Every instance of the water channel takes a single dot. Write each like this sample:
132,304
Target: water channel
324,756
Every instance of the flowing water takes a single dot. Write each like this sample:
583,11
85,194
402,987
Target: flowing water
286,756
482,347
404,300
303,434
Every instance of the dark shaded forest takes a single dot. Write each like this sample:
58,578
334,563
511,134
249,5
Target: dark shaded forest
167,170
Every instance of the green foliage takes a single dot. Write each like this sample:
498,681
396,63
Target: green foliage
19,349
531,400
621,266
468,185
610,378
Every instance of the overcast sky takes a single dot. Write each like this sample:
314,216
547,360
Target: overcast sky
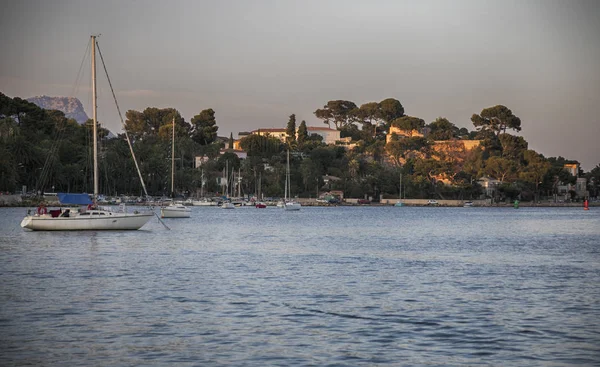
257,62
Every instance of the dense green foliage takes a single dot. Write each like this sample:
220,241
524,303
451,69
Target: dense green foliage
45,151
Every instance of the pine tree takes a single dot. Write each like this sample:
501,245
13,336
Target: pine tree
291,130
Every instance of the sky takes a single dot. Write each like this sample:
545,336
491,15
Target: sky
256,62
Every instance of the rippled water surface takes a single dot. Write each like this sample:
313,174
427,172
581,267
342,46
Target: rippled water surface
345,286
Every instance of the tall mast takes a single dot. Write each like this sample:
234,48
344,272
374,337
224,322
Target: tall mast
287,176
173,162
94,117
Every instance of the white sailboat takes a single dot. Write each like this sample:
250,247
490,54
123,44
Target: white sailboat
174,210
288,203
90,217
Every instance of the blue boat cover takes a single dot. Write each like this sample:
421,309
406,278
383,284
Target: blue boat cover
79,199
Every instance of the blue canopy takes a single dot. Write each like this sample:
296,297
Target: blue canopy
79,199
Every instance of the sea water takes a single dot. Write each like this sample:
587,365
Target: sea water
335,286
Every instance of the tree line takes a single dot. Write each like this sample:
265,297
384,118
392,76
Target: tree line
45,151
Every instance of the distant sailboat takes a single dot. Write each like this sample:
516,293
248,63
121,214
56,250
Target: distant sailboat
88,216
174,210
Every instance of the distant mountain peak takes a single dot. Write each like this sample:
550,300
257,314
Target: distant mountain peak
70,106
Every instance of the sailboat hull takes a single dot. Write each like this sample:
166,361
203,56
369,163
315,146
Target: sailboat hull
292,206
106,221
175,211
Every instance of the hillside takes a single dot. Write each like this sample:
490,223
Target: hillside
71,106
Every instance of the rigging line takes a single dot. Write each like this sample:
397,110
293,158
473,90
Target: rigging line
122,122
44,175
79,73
::::
> Action item
Could you copy the lines above exactly and skip the images?

> Solution for this problem
Every instance of the water channel takes a single dot. Write each like this sample:
132,304
Target: water channel
324,756
Every instance of the flowing water takes a single dot. Write each like this sample:
583,11
85,194
402,987
Target: flowing water
286,756
482,347
404,300
303,434
Every instance of the dark shaded forest takes a single dot. Write each like this sample:
58,578
334,563
511,134
249,5
Target: dark shaded forest
167,170
Every instance of the green foliage takes a single dot. Write each like this sample:
498,681
396,63
Target: green foliage
19,349
531,400
621,266
468,185
610,378
Every instance of the overcast sky takes a single dot. Write each like this sample:
314,216
547,360
Target: overcast sky
257,62
Every instance of the dense green foliage takes a single dot. Write each like this sample:
220,241
524,303
451,69
Target: dense green foliage
45,151
Every instance of the pine tree takes a single dot. Write each like this sample:
501,245
13,336
Target: pine tree
291,130
Every instance of the sky takes a single dot. Write each like this sample:
545,336
491,15
Target: sky
256,62
Every instance of the rippled water surface takes a single dot. Write each like this sample:
313,174
427,172
581,267
342,46
Target: rippled water surface
345,286
Every instance of the tall mast takes a single dot. Write each like this sample:
234,48
344,272
374,337
224,322
Target: tall mast
287,176
173,162
94,117
Every instance of the white sailboat takes a single dot. Write each like this sample:
250,247
490,54
123,44
Target: white sailboat
174,210
288,203
90,217
Every instance of the blue boat cover takes a single dot. Write each like this sample:
421,309
406,278
383,284
Target: blue boat cover
79,199
Every instance of the blue canopy takes a single dot. Write each like this sample:
296,297
Target: blue canopy
79,199
Every instance of the sea water takes a single dot. Write each like this sample:
587,365
Target: sea water
335,286
Every instance of the tree line takes a single dot. Write each like this sample:
265,297
384,118
392,76
Target: tree line
45,151
Every instance of the distant sailboat takes a single dot. Write each like this sample:
516,293
248,63
121,214
56,250
Target: distant sailboat
88,216
174,210
Every instance of the distant mountain peak takes a single dot. Write each like this sample:
550,300
257,314
Target: distant mountain peak
70,106
Every instance of the sailboat hull takes a single dot. Write each like this sample:
166,361
203,56
369,163
315,146
Target: sailboat hull
292,206
106,221
175,211
Every instance of the hillside takes a single dot. Write each like this sample:
490,223
Target: hillside
71,106
Every instance of the rigging line takes a single dot. Write each like this sample:
397,110
293,158
473,90
Target: rigging line
122,122
44,175
79,73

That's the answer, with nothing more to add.